----- Okuma parçası
Bir yazıya başlarken eğer yazacaklarınızı önceden tasarlamadıysanız, en zor safha hiç kuşku yok ki yazıya hangi cümlelerle başlanacağını belirleyeceğiniz o en can sıkıcı safhadır. Kelimeler gidip gelir, defalarca yazılıp silinir, yeniden yazılır yeniden silinir. Üstelik muhtemel ki yazmak istediğiniz pek çok şey vardır ama yazamazsınız.
Kolayına kaçıp çala kalem yazmak da içinize sinmiyorsa benim yazdığım gibi bir girizgâhla okuyucuya ‘öznel’ bir bağlama çekip bu arada kazandığınız zamanı değerlendirerek yazacağınız konuyu belirleyebilir hatta kafanızda yazının iskeletini tamamlayabilirsiniz bile.
----------
----- Kayıtlar
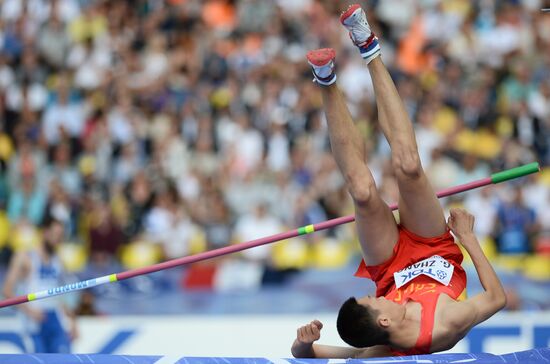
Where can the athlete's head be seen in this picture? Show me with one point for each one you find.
(53, 231)
(367, 321)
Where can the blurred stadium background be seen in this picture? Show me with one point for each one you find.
(158, 129)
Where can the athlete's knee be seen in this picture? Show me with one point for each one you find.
(361, 187)
(406, 164)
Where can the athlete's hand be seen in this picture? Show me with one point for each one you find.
(309, 333)
(305, 337)
(461, 223)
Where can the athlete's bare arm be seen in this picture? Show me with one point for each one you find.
(17, 271)
(479, 308)
(304, 346)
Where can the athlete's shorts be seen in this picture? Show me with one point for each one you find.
(409, 249)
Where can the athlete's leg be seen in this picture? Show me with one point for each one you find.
(419, 208)
(375, 223)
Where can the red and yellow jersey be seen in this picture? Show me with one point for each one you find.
(408, 252)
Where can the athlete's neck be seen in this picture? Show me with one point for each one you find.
(404, 333)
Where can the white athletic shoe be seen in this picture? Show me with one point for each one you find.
(355, 21)
(322, 65)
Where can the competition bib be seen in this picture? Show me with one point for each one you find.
(434, 267)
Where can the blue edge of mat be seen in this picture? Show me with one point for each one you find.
(530, 356)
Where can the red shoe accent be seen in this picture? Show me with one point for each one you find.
(346, 14)
(321, 57)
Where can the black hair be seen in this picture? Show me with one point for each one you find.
(357, 325)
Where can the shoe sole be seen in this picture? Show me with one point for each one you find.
(321, 57)
(349, 12)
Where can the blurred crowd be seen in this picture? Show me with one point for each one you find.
(156, 129)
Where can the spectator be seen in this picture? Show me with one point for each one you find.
(516, 225)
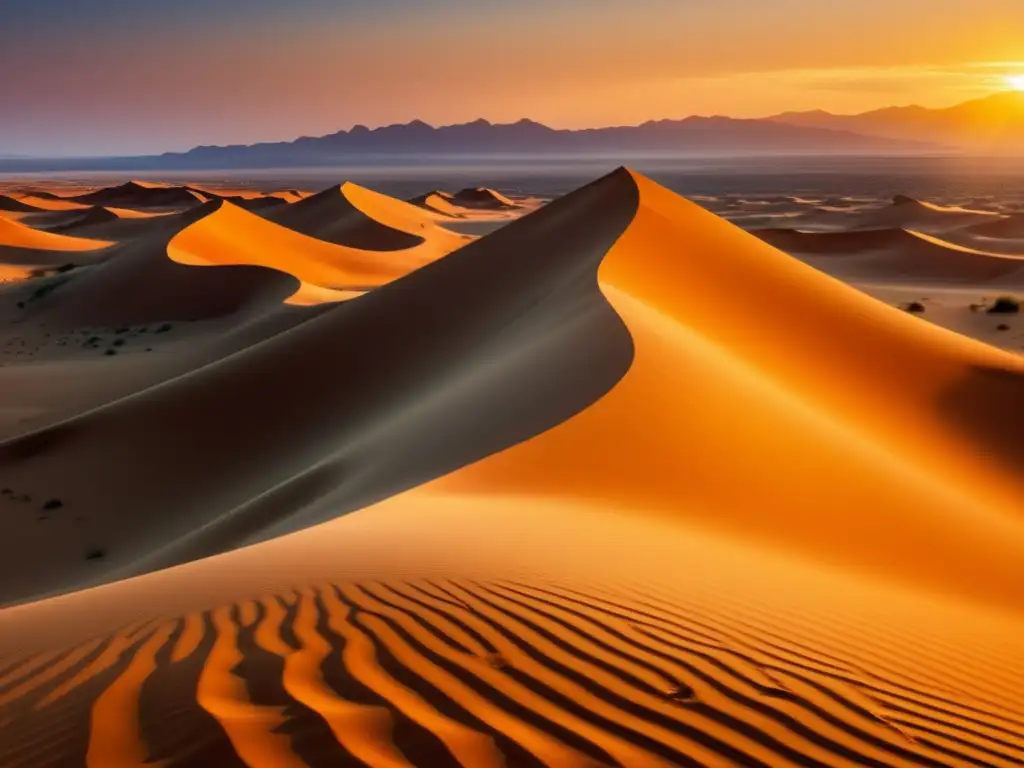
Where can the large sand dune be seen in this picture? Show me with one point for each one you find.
(634, 487)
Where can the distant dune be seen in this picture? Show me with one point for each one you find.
(139, 195)
(353, 216)
(615, 484)
(991, 125)
(15, 235)
(482, 198)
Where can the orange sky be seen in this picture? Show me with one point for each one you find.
(119, 76)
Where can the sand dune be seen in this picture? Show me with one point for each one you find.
(139, 195)
(356, 217)
(15, 205)
(41, 203)
(480, 197)
(1010, 227)
(886, 255)
(438, 202)
(16, 236)
(620, 504)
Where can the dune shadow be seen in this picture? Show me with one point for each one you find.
(988, 408)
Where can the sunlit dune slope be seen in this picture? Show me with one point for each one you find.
(696, 504)
(50, 202)
(908, 213)
(815, 419)
(16, 235)
(237, 237)
(510, 334)
(141, 282)
(156, 275)
(356, 217)
(898, 254)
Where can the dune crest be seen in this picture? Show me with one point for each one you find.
(16, 235)
(633, 488)
(353, 216)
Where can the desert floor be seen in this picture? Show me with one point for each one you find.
(476, 478)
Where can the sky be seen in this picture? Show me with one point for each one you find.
(126, 77)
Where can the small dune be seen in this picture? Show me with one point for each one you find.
(615, 484)
(481, 197)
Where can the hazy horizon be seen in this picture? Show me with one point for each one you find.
(117, 78)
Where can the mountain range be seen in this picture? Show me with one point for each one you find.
(694, 135)
(992, 124)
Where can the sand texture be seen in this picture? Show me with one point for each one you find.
(328, 480)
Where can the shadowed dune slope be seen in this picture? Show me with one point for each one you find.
(139, 195)
(897, 254)
(47, 202)
(16, 235)
(511, 334)
(868, 411)
(907, 213)
(156, 276)
(13, 205)
(481, 197)
(438, 202)
(1011, 227)
(356, 217)
(237, 237)
(751, 517)
(140, 283)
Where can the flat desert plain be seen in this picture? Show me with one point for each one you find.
(472, 479)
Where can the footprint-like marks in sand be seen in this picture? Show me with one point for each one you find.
(461, 673)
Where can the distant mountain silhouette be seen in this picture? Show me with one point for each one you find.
(993, 123)
(694, 135)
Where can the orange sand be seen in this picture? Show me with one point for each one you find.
(786, 531)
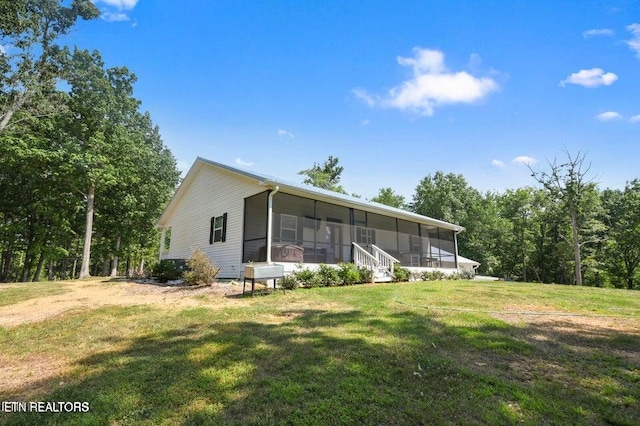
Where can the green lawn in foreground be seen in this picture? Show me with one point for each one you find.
(370, 354)
(14, 293)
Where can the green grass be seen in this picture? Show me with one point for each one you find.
(370, 354)
(14, 293)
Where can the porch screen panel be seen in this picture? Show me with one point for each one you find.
(447, 248)
(333, 236)
(409, 243)
(385, 232)
(294, 228)
(430, 246)
(255, 228)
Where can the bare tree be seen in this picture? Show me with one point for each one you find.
(569, 185)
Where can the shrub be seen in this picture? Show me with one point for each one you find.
(289, 282)
(348, 273)
(307, 277)
(201, 269)
(366, 275)
(328, 276)
(467, 274)
(169, 269)
(432, 275)
(401, 274)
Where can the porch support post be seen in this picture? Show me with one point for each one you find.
(163, 235)
(455, 245)
(270, 222)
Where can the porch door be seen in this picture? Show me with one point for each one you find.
(334, 240)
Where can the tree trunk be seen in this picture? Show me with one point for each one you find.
(114, 263)
(36, 275)
(86, 251)
(51, 271)
(576, 245)
(128, 266)
(13, 108)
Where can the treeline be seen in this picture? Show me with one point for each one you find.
(566, 230)
(84, 173)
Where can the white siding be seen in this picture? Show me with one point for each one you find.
(212, 192)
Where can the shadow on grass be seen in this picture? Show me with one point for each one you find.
(325, 367)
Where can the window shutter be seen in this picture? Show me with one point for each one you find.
(224, 227)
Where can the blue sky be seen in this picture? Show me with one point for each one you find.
(396, 89)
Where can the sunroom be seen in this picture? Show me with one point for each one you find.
(314, 231)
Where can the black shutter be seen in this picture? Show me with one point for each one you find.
(224, 227)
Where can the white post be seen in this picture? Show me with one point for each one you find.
(270, 222)
(163, 235)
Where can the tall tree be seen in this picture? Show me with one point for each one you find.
(100, 108)
(388, 197)
(325, 176)
(623, 237)
(569, 185)
(32, 61)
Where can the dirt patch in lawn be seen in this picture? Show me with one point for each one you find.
(96, 294)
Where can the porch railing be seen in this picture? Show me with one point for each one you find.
(385, 260)
(363, 259)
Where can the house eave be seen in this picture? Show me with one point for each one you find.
(302, 190)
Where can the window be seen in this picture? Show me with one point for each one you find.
(288, 227)
(218, 230)
(365, 235)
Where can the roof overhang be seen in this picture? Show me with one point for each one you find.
(304, 191)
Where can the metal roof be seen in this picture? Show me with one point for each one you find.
(313, 192)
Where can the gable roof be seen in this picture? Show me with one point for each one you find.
(302, 190)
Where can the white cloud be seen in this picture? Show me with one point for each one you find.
(114, 16)
(119, 4)
(609, 116)
(594, 77)
(242, 163)
(432, 85)
(283, 133)
(634, 43)
(597, 32)
(114, 10)
(183, 166)
(523, 159)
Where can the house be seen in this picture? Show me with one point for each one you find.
(237, 216)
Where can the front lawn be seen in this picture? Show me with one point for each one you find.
(419, 353)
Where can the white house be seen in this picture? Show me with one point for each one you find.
(237, 217)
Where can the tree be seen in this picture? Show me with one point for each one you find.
(445, 197)
(568, 185)
(517, 208)
(33, 62)
(101, 106)
(388, 197)
(623, 243)
(326, 176)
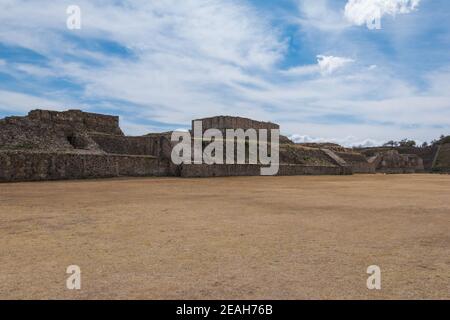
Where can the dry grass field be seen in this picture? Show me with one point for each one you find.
(227, 238)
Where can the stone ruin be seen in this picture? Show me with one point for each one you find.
(50, 145)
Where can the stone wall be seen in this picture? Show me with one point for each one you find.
(357, 162)
(226, 122)
(76, 118)
(203, 170)
(34, 166)
(442, 160)
(142, 145)
(393, 162)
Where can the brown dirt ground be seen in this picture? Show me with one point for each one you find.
(227, 238)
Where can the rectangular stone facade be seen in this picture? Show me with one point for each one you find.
(203, 170)
(35, 166)
(226, 122)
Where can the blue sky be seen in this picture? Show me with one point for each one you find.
(311, 65)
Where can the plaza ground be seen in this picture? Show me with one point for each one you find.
(304, 237)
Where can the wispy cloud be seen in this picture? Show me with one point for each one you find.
(159, 64)
(359, 12)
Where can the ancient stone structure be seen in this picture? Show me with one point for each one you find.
(393, 162)
(226, 122)
(50, 145)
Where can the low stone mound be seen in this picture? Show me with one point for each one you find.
(442, 161)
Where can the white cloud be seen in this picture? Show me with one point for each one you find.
(349, 141)
(203, 58)
(21, 103)
(359, 12)
(329, 64)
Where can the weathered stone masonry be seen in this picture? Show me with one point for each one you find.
(50, 145)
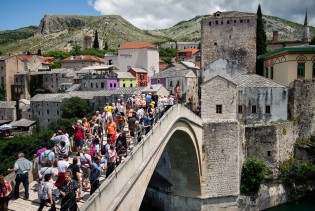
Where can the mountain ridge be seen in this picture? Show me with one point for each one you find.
(62, 32)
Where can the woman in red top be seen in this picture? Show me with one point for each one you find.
(5, 193)
(111, 127)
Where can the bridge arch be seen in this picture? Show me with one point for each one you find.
(125, 188)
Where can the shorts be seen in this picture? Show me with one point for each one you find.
(85, 173)
(79, 143)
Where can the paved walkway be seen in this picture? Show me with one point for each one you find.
(32, 204)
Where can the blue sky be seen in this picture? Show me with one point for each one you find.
(20, 13)
(147, 14)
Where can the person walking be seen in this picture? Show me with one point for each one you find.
(45, 194)
(96, 169)
(5, 193)
(68, 193)
(78, 138)
(21, 167)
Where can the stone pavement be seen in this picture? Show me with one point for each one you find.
(33, 202)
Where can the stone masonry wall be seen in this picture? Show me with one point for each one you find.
(229, 40)
(218, 91)
(302, 106)
(221, 159)
(271, 143)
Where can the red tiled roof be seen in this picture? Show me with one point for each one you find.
(85, 58)
(162, 67)
(132, 45)
(25, 57)
(47, 57)
(193, 50)
(198, 64)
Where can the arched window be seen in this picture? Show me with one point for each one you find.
(301, 70)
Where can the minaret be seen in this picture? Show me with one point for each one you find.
(306, 31)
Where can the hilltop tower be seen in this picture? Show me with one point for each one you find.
(231, 36)
(306, 31)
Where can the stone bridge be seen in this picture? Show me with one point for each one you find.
(203, 156)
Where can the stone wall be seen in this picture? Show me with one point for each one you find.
(271, 143)
(261, 97)
(232, 36)
(215, 92)
(302, 106)
(222, 67)
(221, 159)
(269, 195)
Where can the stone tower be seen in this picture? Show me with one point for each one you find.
(230, 36)
(87, 41)
(306, 31)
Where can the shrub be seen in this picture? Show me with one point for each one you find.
(254, 172)
(295, 172)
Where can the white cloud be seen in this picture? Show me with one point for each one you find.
(157, 14)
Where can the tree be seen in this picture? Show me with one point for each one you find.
(96, 44)
(261, 37)
(74, 107)
(106, 46)
(254, 172)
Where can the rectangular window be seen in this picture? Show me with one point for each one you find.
(240, 109)
(301, 70)
(268, 109)
(254, 109)
(219, 109)
(266, 72)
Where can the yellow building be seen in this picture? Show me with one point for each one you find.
(126, 79)
(287, 64)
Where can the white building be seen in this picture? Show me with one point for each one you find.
(143, 55)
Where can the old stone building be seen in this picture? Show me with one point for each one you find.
(33, 63)
(78, 62)
(27, 82)
(287, 64)
(8, 110)
(226, 68)
(260, 100)
(183, 75)
(8, 67)
(143, 55)
(218, 99)
(231, 36)
(251, 98)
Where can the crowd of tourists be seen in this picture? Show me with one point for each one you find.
(101, 143)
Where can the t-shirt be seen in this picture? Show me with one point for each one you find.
(46, 170)
(62, 166)
(111, 128)
(47, 189)
(84, 159)
(74, 170)
(61, 152)
(78, 133)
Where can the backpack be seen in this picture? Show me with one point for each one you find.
(41, 191)
(92, 150)
(104, 149)
(45, 159)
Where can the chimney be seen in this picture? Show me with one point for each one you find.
(275, 36)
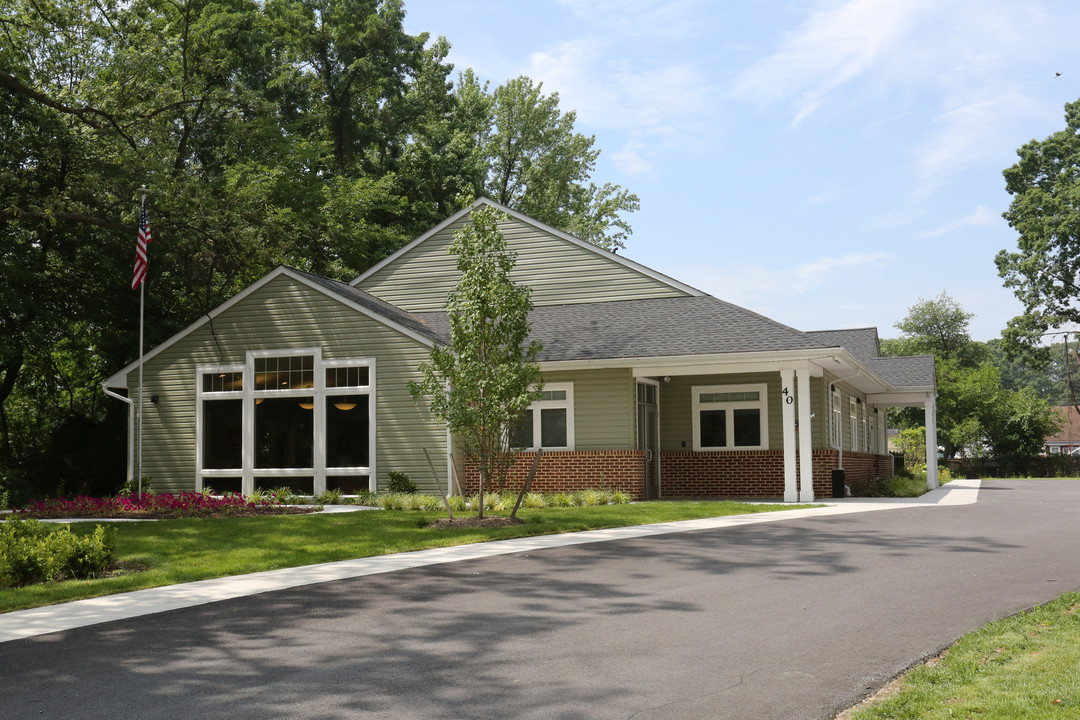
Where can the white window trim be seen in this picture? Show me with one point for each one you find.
(760, 404)
(853, 422)
(320, 394)
(540, 405)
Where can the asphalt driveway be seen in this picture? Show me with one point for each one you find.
(795, 619)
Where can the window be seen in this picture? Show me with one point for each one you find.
(837, 425)
(730, 418)
(549, 422)
(286, 418)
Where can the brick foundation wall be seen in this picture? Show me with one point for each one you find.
(736, 474)
(860, 469)
(571, 471)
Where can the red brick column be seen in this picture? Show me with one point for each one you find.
(571, 471)
(731, 474)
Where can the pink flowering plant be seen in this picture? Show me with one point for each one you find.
(158, 506)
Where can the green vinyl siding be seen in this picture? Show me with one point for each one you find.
(286, 315)
(604, 408)
(558, 271)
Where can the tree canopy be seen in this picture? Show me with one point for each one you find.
(1044, 271)
(312, 133)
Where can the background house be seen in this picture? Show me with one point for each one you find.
(651, 385)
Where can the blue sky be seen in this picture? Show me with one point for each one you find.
(826, 163)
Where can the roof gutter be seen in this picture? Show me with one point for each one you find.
(131, 423)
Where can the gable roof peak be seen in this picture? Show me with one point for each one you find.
(516, 215)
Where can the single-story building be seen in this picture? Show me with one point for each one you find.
(1067, 439)
(650, 385)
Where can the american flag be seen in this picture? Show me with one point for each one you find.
(140, 245)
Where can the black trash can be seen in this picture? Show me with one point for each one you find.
(838, 484)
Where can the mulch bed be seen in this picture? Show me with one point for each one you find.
(490, 521)
(167, 515)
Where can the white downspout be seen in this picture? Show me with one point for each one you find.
(131, 425)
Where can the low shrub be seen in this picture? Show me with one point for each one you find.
(30, 553)
(534, 501)
(400, 483)
(164, 505)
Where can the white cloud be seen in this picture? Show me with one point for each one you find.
(829, 50)
(981, 217)
(757, 285)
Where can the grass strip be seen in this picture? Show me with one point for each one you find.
(1024, 666)
(189, 549)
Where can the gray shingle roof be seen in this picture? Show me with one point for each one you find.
(659, 327)
(914, 370)
(862, 342)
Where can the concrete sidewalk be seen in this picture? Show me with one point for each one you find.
(80, 613)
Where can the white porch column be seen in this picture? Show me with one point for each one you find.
(931, 408)
(787, 411)
(806, 438)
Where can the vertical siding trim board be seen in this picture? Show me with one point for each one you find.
(860, 470)
(729, 474)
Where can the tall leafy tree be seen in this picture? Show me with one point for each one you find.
(539, 164)
(488, 376)
(976, 415)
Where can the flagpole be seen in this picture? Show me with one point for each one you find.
(142, 306)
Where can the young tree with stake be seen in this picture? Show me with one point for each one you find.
(482, 383)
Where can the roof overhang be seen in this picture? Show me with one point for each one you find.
(903, 397)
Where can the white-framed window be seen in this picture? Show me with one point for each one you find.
(853, 423)
(549, 422)
(286, 418)
(730, 417)
(836, 426)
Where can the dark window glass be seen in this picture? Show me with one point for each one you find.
(301, 486)
(223, 382)
(347, 431)
(349, 485)
(714, 432)
(288, 372)
(347, 377)
(284, 432)
(223, 434)
(553, 428)
(221, 485)
(747, 428)
(521, 436)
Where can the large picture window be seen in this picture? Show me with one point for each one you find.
(549, 422)
(730, 418)
(836, 423)
(286, 418)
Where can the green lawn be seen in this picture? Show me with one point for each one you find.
(184, 551)
(1026, 666)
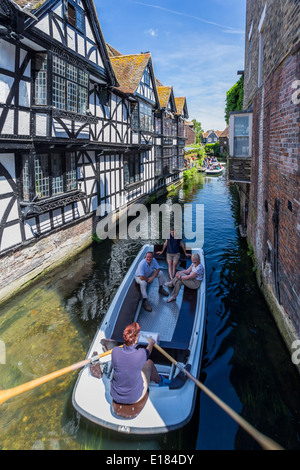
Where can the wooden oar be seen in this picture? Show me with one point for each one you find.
(264, 441)
(13, 392)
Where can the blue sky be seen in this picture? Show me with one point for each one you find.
(197, 46)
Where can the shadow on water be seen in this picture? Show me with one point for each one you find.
(52, 323)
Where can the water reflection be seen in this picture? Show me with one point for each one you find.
(52, 324)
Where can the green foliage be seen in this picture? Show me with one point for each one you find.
(198, 131)
(96, 239)
(188, 174)
(212, 149)
(234, 99)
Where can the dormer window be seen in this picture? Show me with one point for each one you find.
(147, 77)
(70, 87)
(75, 15)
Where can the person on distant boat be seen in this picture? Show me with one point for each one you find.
(173, 252)
(191, 277)
(147, 271)
(132, 369)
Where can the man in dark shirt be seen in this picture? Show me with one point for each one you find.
(133, 370)
(173, 252)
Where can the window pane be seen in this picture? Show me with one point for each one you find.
(241, 146)
(59, 66)
(41, 79)
(82, 100)
(59, 92)
(131, 171)
(71, 181)
(71, 73)
(135, 115)
(41, 168)
(83, 78)
(137, 168)
(79, 19)
(126, 172)
(241, 126)
(25, 177)
(57, 177)
(72, 97)
(71, 14)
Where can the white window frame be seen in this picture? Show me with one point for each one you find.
(232, 118)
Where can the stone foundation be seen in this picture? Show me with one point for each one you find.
(22, 265)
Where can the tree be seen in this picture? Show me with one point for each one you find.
(198, 131)
(234, 98)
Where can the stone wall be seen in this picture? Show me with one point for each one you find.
(280, 33)
(21, 266)
(274, 212)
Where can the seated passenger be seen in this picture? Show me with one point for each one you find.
(147, 271)
(191, 277)
(133, 370)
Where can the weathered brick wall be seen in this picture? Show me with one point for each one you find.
(276, 175)
(281, 33)
(26, 263)
(190, 135)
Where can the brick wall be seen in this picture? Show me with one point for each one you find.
(22, 265)
(281, 33)
(190, 135)
(276, 176)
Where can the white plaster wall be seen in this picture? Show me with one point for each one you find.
(7, 53)
(5, 86)
(11, 237)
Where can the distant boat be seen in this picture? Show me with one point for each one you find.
(181, 329)
(215, 169)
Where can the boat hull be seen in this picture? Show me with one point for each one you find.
(166, 409)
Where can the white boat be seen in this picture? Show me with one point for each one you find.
(215, 169)
(181, 329)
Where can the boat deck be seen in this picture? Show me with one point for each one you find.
(164, 316)
(173, 321)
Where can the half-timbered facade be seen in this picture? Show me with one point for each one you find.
(168, 125)
(182, 116)
(77, 125)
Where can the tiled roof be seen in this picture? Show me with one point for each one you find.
(164, 93)
(225, 133)
(30, 4)
(129, 70)
(112, 52)
(180, 102)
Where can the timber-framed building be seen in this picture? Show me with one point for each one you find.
(77, 132)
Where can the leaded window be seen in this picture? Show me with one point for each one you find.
(42, 177)
(53, 174)
(146, 117)
(135, 115)
(70, 87)
(41, 79)
(132, 169)
(75, 15)
(158, 125)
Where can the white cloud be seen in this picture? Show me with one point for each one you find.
(203, 71)
(152, 32)
(187, 15)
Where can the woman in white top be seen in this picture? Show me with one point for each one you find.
(190, 278)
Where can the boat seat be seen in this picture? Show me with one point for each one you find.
(183, 260)
(130, 411)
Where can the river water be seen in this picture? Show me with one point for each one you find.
(52, 323)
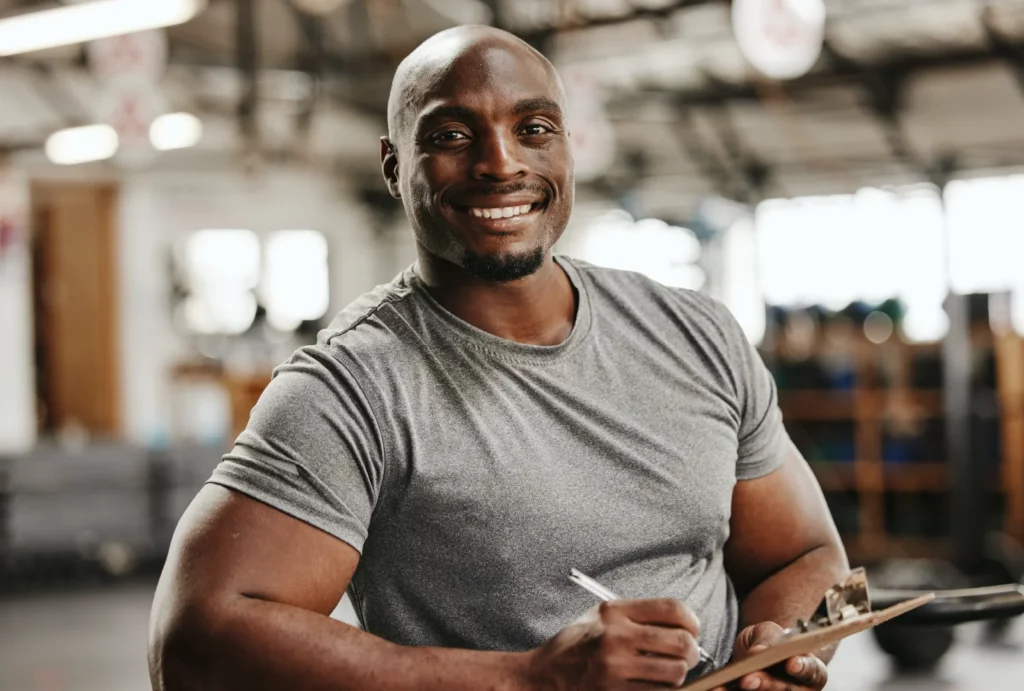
----------
> **Aşağıdakileri tamamlayın**:
1) Okuma parçasından “Bir yazıya başlarken” sözcüklerinden başlayıp “vardır ama yazamazsınız.” sözcüklerine kadar uzanan bölümün tamamını olduğu gibi çıkarın.
2) Okuma parçasına göre şu soruları yanıtlayın:
(a) Yazacaklar önceden tasarlanmadıysa en zor ve en can sıkıcı safha hangisidir?
(b) Kelimeler bu süreçte neler yaşar?
(c) Girizgâhla kazanılan zaman değerlendirilerek neler yapılabilir?
Yanıt verirken yalnızca okuma parçasına dayanın.

> **Görevlere göre çözümler**:
1)
Bir yazıya başlarken eğer yazacaklarınızı önceden tasarlamadıysanız, en zor safha hiç kuşku yok ki yazıya hangi cümlelerle başlanacağını belirleyeceğiniz o en can sıkıcı safhadır. Kelimeler gidip gelir, defalarca yazılıp silinir, yeniden yazılır yeniden silinir. Üstelik muhtemel ki yazmak istediğiniz pek çok şey vardır ama yazamazsınız.

2)
(a) Yazıya hangi cümlelerle başlanacağının belirlendiği safha.
(b) Gidip gelir, defalarca yazılıp silinir, yeniden yazılır ve yeniden silinir.
(c) Yazılacak konu belirlenebilir, hatta yazının iskeleti kafada tamamlanabilir.